Page:
*-*-*

# Bulova Precisionist



## harryblakes7 (Oct 1, 2010)

Hi friends,

What do we think of the Bulova Precisionist then? I tried one on today, nice big chunky watch, and a nice smooth second hand, although not quite as smooth as an Accutron....... but it is an electronic watch........ so any opinions out there? Anyone got one? I didn't buy one ( yet ) but the price starts at a resonable Â£200.............


----------



## stradacab (Nov 15, 2006)

I think you can get in to one for less on line...

Deffo been discussed here before if you do a search....

IMO some are a bit "gauche", stay with the Claremont in either Black or Brown, they're quite elegant.

Big watch, tiny movement- is it all a bit "style over substance?"

Oh, and don't fall for all the HEQ guff.

BUT, I still can't help but look at them and love the uber cool sweep second hand/ Hi beat/ pinpoint accuracy thing. I will own one at some point, go on, buy one too!!

Me like!


----------



## luddite (Dec 11, 2009)

Just search the word Precisionist, you will find the thread Anyone Own A Precisionist.


----------



## harryblakes7 (Oct 1, 2010)

Thanks guys, my apologies for bringing something up already discussed :blush2:


----------



## feenix (May 27, 2008)

Still got mine, still love mine.


----------



## luddite (Dec 11, 2009)

My Precisionist is back to normal now hardly deviating from zero day to day, week to week, but in the heat of summer it went haywire gaining 2.7 seconds in 3 months which would have taken it outside the guaranteed 10 seconds per year. 

Has anyone else experienced this?

As an aside, there is a rather unsightly block of metal which looks as if it is fastened by screws to the non winder side.

Does anyone know if this can be removed?


----------



## Silver Hawk (Dec 2, 2003)

luddite said:


> ...but in the heat of summer it went haywire gaining 2.7 seconds in 3 months which would have taken it outside the guaranteed 10 seconds per year.


So 4 x 2.7 = 10.8 sec / year. i.e. 0.8 sec / year outside guarantee.

Not really "haywire" is it? :huh:


----------



## luddite (Dec 11, 2009)

Silver Hawk said:


> luddite said:
> 
> 
> > ...but in the heat of summer it went haywire gaining 2.7 seconds in 3 months which would have taken it outside the guaranteed 10 seconds per year.
> ...


As my Precisionist had only gained 4 seconds in total up to that point from January 2010 it seemed like it Paul.


----------



## Guest (Sep 22, 2011)

It's a beautiful movement... the watches, not so much. If the Claremont was 40mm, I'd buy one though.

I'd love to buy one and transplant it into some sensible, generic case. Maybe someday the modder community will discover this gem. I dearly hope so.

edit: Or, of course, Citizen rethinks the design, or uses the movement in other watches. Though I doubt that.


----------



## luddite (Dec 11, 2009)

I have a Longwood and even though it is 46mm including the crown it is quite a low profile and sits quite comfortably on my 7 inch wrist

The bezel is only 40mm the extra 6mm is taken up by the crown and the strange lump bolted to the other side.


----------



## webvan (Apr 6, 2010)

Quite like my Claremont on leather but not impressed with its accuracy as it has been speeding up steadily since I bought it...was at 5 spy at room temp originally, now at about 50 and have read other similar reports.

*-*-*

Stored records:
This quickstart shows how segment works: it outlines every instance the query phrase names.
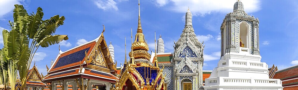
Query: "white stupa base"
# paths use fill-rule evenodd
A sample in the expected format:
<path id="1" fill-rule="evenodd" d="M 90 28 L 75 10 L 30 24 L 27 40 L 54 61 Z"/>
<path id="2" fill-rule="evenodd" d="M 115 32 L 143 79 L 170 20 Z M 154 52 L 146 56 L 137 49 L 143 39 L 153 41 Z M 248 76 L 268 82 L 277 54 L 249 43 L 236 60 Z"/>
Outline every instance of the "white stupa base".
<path id="1" fill-rule="evenodd" d="M 269 78 L 268 66 L 261 58 L 247 52 L 226 53 L 205 79 L 204 89 L 283 90 L 281 81 Z"/>

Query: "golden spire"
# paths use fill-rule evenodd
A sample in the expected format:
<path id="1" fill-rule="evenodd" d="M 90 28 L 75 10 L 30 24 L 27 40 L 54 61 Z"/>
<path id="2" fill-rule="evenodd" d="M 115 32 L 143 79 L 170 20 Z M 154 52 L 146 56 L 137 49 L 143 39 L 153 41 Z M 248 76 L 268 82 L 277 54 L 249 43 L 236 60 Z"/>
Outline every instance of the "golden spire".
<path id="1" fill-rule="evenodd" d="M 126 64 L 127 63 L 126 60 L 126 37 L 124 37 L 124 40 L 125 41 L 125 60 L 124 61 L 124 64 Z"/>
<path id="2" fill-rule="evenodd" d="M 154 45 L 155 49 L 155 56 L 154 57 L 154 66 L 158 68 L 158 61 L 157 61 L 157 55 L 156 55 L 156 32 L 154 32 Z"/>
<path id="3" fill-rule="evenodd" d="M 139 22 L 138 24 L 137 32 L 143 32 L 142 26 L 141 25 L 141 15 L 140 15 L 140 0 L 139 0 Z"/>
<path id="4" fill-rule="evenodd" d="M 132 28 L 131 28 L 131 45 L 132 45 Z"/>
<path id="5" fill-rule="evenodd" d="M 146 39 L 145 39 L 145 36 L 143 33 L 142 30 L 142 27 L 141 26 L 141 19 L 140 16 L 140 4 L 139 0 L 139 22 L 137 29 L 137 33 L 136 34 L 134 42 L 132 43 L 131 47 L 132 48 L 133 51 L 129 53 L 129 55 L 131 56 L 131 53 L 133 53 L 134 55 L 134 58 L 136 59 L 140 59 L 142 60 L 149 60 L 150 57 L 150 54 L 148 52 L 149 50 L 149 48 L 148 45 L 146 42 Z M 132 35 L 132 33 L 131 33 Z M 131 36 L 132 39 L 132 36 Z M 136 52 L 138 52 L 136 53 Z M 141 61 L 138 60 L 136 63 L 139 63 L 142 62 L 148 62 L 148 61 Z"/>

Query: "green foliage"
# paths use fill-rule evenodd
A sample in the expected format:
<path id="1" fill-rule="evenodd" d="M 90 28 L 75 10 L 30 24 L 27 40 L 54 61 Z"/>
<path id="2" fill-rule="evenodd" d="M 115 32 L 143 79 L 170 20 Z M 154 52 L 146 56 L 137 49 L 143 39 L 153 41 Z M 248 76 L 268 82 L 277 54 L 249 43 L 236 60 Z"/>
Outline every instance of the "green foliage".
<path id="1" fill-rule="evenodd" d="M 63 24 L 64 16 L 56 15 L 43 20 L 44 13 L 40 7 L 37 8 L 36 14 L 29 15 L 22 5 L 16 4 L 15 7 L 14 22 L 8 22 L 11 30 L 2 32 L 4 47 L 0 50 L 0 80 L 8 80 L 6 78 L 8 75 L 11 84 L 15 83 L 18 71 L 21 90 L 24 90 L 28 71 L 38 47 L 48 47 L 66 40 L 68 37 L 67 35 L 52 35 L 58 27 Z M 1 81 L 0 84 L 7 85 L 5 82 Z M 15 90 L 15 84 L 11 84 L 11 90 Z"/>

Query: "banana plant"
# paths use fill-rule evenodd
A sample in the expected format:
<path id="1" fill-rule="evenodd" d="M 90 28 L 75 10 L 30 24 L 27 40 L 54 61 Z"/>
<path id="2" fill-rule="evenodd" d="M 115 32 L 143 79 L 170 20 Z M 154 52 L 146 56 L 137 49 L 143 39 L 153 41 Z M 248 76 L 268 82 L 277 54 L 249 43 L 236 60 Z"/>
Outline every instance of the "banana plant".
<path id="1" fill-rule="evenodd" d="M 52 35 L 57 28 L 63 25 L 64 16 L 56 15 L 42 20 L 44 13 L 38 7 L 36 13 L 29 15 L 22 5 L 15 5 L 14 22 L 9 21 L 11 30 L 4 30 L 4 47 L 2 56 L 4 64 L 7 65 L 9 81 L 15 83 L 17 72 L 20 74 L 21 90 L 26 87 L 27 72 L 38 48 L 47 47 L 68 39 L 67 35 Z M 31 42 L 31 43 L 30 43 Z M 11 84 L 12 90 L 15 84 Z"/>

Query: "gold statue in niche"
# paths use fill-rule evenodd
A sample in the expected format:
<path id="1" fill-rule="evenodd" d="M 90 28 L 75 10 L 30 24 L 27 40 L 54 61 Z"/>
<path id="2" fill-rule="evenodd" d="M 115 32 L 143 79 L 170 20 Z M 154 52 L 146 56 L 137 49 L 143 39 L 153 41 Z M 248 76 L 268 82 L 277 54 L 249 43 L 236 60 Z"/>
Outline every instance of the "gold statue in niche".
<path id="1" fill-rule="evenodd" d="M 242 40 L 241 40 L 241 37 L 240 37 L 240 47 L 244 48 L 244 43 L 242 42 Z"/>

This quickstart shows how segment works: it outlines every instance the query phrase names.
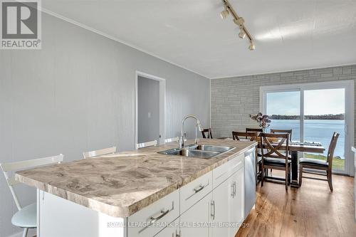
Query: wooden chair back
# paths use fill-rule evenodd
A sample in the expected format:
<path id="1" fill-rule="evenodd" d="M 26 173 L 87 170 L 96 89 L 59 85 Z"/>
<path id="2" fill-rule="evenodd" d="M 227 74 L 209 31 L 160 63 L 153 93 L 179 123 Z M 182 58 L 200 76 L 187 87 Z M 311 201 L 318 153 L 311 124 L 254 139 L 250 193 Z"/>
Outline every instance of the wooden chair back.
<path id="1" fill-rule="evenodd" d="M 206 133 L 207 133 L 206 135 L 205 135 Z M 203 131 L 201 131 L 201 136 L 203 136 L 203 138 L 213 139 L 213 135 L 211 135 L 211 128 L 204 129 Z"/>
<path id="2" fill-rule="evenodd" d="M 262 144 L 262 159 L 263 157 L 286 159 L 288 162 L 289 152 L 289 134 L 261 133 L 261 144 Z M 280 139 L 278 143 L 271 142 L 270 139 Z"/>
<path id="3" fill-rule="evenodd" d="M 258 135 L 256 132 L 232 132 L 232 138 L 234 140 L 240 141 L 240 137 L 244 137 L 244 139 L 249 139 L 250 141 L 256 141 Z"/>
<path id="4" fill-rule="evenodd" d="M 292 141 L 292 130 L 273 130 L 271 129 L 271 133 L 288 133 L 289 134 L 289 140 Z"/>
<path id="5" fill-rule="evenodd" d="M 137 143 L 136 144 L 136 149 L 157 146 L 157 140 L 153 140 L 151 142 L 142 142 L 142 143 Z"/>
<path id="6" fill-rule="evenodd" d="M 171 138 L 166 138 L 164 139 L 164 143 L 169 143 L 169 142 L 178 142 L 179 140 L 179 137 L 171 137 Z"/>
<path id="7" fill-rule="evenodd" d="M 93 158 L 103 154 L 116 152 L 116 147 L 97 149 L 95 151 L 83 152 L 83 159 Z"/>
<path id="8" fill-rule="evenodd" d="M 261 132 L 263 132 L 263 130 L 261 128 L 246 128 L 246 132 L 257 132 L 257 135 L 259 135 Z"/>
<path id="9" fill-rule="evenodd" d="M 18 170 L 27 169 L 29 168 L 33 168 L 42 165 L 47 165 L 51 164 L 59 164 L 63 161 L 63 155 L 60 154 L 57 156 L 28 159 L 22 162 L 11 162 L 11 163 L 1 163 L 0 164 L 0 167 L 4 173 L 5 179 L 6 180 L 9 188 L 11 193 L 14 201 L 19 210 L 21 209 L 21 206 L 19 201 L 16 194 L 14 190 L 13 186 L 20 184 L 18 181 L 15 180 L 13 176 L 9 174 L 9 172 L 15 172 Z"/>
<path id="10" fill-rule="evenodd" d="M 328 149 L 328 157 L 327 157 L 327 161 L 329 167 L 332 167 L 333 166 L 333 158 L 334 158 L 334 152 L 336 147 L 336 144 L 337 143 L 337 139 L 339 138 L 339 135 L 340 134 L 338 134 L 336 132 L 334 132 L 333 137 L 331 137 L 330 144 L 329 144 L 329 149 Z"/>

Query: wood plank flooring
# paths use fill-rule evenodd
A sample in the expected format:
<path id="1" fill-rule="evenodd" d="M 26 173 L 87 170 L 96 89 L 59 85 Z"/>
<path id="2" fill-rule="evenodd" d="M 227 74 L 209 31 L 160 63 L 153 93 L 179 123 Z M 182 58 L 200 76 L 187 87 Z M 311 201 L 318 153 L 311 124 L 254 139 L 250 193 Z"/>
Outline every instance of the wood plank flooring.
<path id="1" fill-rule="evenodd" d="M 356 236 L 353 180 L 333 175 L 333 192 L 327 181 L 309 179 L 288 192 L 283 184 L 265 182 L 261 187 L 260 183 L 256 208 L 235 237 Z"/>

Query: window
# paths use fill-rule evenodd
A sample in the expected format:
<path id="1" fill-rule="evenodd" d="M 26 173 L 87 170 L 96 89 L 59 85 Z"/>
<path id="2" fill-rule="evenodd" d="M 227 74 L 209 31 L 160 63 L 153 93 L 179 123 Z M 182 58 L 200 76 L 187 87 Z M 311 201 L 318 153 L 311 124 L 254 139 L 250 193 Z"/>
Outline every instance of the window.
<path id="1" fill-rule="evenodd" d="M 261 110 L 270 116 L 270 128 L 292 129 L 292 140 L 320 142 L 324 154 L 304 157 L 325 159 L 334 132 L 340 134 L 333 168 L 350 173 L 353 144 L 353 81 L 261 88 Z"/>

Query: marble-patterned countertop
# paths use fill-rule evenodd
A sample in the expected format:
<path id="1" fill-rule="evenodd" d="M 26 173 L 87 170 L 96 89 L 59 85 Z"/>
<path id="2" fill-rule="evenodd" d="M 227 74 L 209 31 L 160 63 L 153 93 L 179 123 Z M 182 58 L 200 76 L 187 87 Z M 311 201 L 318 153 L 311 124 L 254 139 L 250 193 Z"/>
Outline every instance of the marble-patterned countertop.
<path id="1" fill-rule="evenodd" d="M 23 170 L 15 179 L 109 216 L 127 217 L 256 145 L 207 139 L 199 144 L 236 148 L 209 159 L 157 153 L 177 147 L 171 142 Z"/>

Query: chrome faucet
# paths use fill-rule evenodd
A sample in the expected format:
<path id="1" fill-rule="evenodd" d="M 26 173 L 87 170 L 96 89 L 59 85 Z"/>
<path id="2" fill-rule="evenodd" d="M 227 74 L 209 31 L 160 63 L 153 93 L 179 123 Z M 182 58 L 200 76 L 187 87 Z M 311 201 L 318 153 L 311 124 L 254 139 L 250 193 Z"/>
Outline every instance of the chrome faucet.
<path id="1" fill-rule="evenodd" d="M 197 142 L 197 127 L 199 130 L 200 132 L 203 131 L 203 127 L 201 127 L 201 124 L 200 123 L 200 120 L 199 118 L 197 118 L 195 115 L 189 115 L 185 116 L 183 120 L 182 120 L 182 127 L 181 127 L 181 131 L 180 131 L 180 137 L 179 137 L 179 148 L 183 148 L 184 147 L 184 137 L 183 135 L 183 130 L 184 127 L 184 122 L 187 120 L 187 119 L 192 117 L 197 120 L 197 126 L 195 127 L 195 142 Z"/>

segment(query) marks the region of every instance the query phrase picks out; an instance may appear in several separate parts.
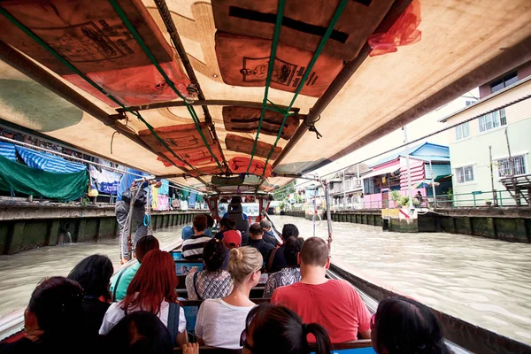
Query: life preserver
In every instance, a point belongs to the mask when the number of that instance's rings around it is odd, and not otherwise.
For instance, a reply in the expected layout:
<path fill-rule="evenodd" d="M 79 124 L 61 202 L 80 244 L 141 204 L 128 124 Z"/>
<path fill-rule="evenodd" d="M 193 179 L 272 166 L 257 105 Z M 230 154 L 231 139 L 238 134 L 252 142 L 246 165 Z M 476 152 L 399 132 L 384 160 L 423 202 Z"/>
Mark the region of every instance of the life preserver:
<path fill-rule="evenodd" d="M 280 42 L 313 53 L 339 2 L 312 0 L 312 6 L 308 5 L 310 2 L 307 0 L 286 2 Z M 393 0 L 349 1 L 323 53 L 339 59 L 351 60 L 381 22 L 393 3 Z M 274 33 L 277 8 L 278 0 L 212 1 L 217 29 L 268 40 L 273 39 Z M 264 57 L 269 57 L 269 52 Z"/>
<path fill-rule="evenodd" d="M 272 41 L 246 35 L 216 33 L 216 56 L 223 81 L 234 86 L 264 86 Z M 313 52 L 279 43 L 271 87 L 295 92 Z M 321 54 L 301 95 L 320 97 L 343 67 L 343 61 Z"/>
<path fill-rule="evenodd" d="M 227 137 L 225 138 L 225 146 L 227 146 L 227 150 L 230 150 L 232 151 L 250 155 L 252 153 L 253 144 L 254 139 L 235 135 L 234 134 L 227 134 Z M 264 142 L 258 142 L 255 156 L 267 158 L 272 149 L 272 144 Z M 276 159 L 281 151 L 282 149 L 280 146 L 275 146 L 273 154 L 271 155 L 271 158 L 273 160 Z"/>
<path fill-rule="evenodd" d="M 245 173 L 247 172 L 247 167 L 249 166 L 250 161 L 250 158 L 235 157 L 228 161 L 228 168 L 233 173 Z M 253 158 L 252 163 L 250 164 L 250 168 L 249 169 L 249 173 L 261 176 L 264 173 L 265 165 L 265 161 L 262 161 L 258 158 Z M 264 174 L 264 177 L 270 177 L 272 173 L 273 167 L 271 166 L 271 164 L 267 164 L 267 168 L 266 169 L 266 173 Z"/>
<path fill-rule="evenodd" d="M 225 106 L 223 107 L 222 113 L 225 128 L 229 132 L 255 133 L 258 128 L 262 109 Z M 293 136 L 299 126 L 299 119 L 304 119 L 304 115 L 287 117 L 281 137 L 286 140 L 291 139 L 291 136 Z M 283 119 L 283 114 L 273 111 L 266 111 L 260 134 L 277 136 Z"/>

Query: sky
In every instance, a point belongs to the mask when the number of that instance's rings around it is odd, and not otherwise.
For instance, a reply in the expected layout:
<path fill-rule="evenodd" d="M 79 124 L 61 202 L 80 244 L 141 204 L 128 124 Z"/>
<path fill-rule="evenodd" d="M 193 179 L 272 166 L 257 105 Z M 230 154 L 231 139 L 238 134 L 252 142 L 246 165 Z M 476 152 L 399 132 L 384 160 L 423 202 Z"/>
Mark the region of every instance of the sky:
<path fill-rule="evenodd" d="M 418 139 L 419 137 L 427 135 L 430 133 L 433 133 L 436 130 L 442 129 L 446 127 L 445 123 L 439 122 L 442 118 L 458 112 L 458 110 L 464 108 L 466 106 L 466 100 L 473 100 L 470 97 L 479 97 L 480 93 L 479 89 L 475 88 L 469 93 L 463 95 L 461 97 L 458 97 L 435 111 L 419 118 L 418 119 L 412 121 L 412 123 L 407 125 L 407 135 L 408 141 L 412 141 L 414 139 Z M 436 135 L 430 136 L 427 139 L 422 140 L 420 142 L 415 142 L 414 145 L 419 145 L 422 142 L 428 142 L 440 145 L 448 145 L 449 144 L 449 132 L 443 132 L 438 134 Z M 350 165 L 357 164 L 358 162 L 364 160 L 368 158 L 372 158 L 376 154 L 387 151 L 390 149 L 393 149 L 396 146 L 402 145 L 404 143 L 404 132 L 402 129 L 397 129 L 366 146 L 361 149 L 358 149 L 350 154 L 345 156 L 335 161 L 324 167 L 321 167 L 314 172 L 312 174 L 318 174 L 321 177 L 325 176 L 327 173 L 330 173 L 334 171 L 343 169 Z M 401 148 L 400 150 L 403 150 Z M 389 152 L 388 154 L 384 154 L 382 156 L 375 157 L 371 158 L 369 161 L 366 162 L 369 165 L 372 163 L 381 159 L 381 158 L 391 154 Z M 298 182 L 298 181 L 297 181 Z M 298 184 L 298 183 L 297 183 Z"/>

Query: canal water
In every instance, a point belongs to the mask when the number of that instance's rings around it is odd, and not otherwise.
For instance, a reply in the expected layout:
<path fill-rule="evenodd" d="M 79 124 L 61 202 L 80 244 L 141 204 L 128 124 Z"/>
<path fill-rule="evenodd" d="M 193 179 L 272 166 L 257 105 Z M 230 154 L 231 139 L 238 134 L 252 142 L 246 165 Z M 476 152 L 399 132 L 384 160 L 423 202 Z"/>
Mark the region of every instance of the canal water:
<path fill-rule="evenodd" d="M 272 216 L 312 235 L 312 221 Z M 334 222 L 332 259 L 373 283 L 519 342 L 531 344 L 531 244 L 465 235 L 398 234 Z M 327 238 L 326 221 L 316 235 Z"/>
<path fill-rule="evenodd" d="M 296 224 L 312 235 L 302 218 L 272 216 L 281 230 Z M 181 227 L 155 233 L 161 246 L 181 238 Z M 437 310 L 531 344 L 531 245 L 450 234 L 384 233 L 359 224 L 334 223 L 333 259 L 363 278 L 412 296 Z M 326 222 L 316 227 L 326 238 Z M 91 254 L 119 266 L 118 240 L 44 247 L 0 256 L 0 317 L 24 308 L 44 277 L 66 275 Z"/>

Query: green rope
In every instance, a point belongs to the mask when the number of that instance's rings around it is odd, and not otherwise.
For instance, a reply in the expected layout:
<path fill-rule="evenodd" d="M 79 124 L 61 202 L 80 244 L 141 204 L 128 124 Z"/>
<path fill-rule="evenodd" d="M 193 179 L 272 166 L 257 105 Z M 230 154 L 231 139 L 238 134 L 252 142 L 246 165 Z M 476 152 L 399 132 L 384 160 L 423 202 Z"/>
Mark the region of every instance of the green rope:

*-*-*

Task to complete:
Duplicate the Bulova Precisionist thread from "edit: Or, of" to "the other side." word for word. The listing comes from a different source than the thread.

Task result:
edit: Or, of course, Citizen rethinks the design, or uses the movement in other watches. Though I doubt that.


----------



## luddite (Dec 11, 2009)

I have a Longwood and even though it is 46mm including the crown it is quite a low profile and sits quite comfortably on my 7 inch wrist

The bezel is only 40mm the extra 6mm is taken up by the crown and the strange lump bolted to the other side.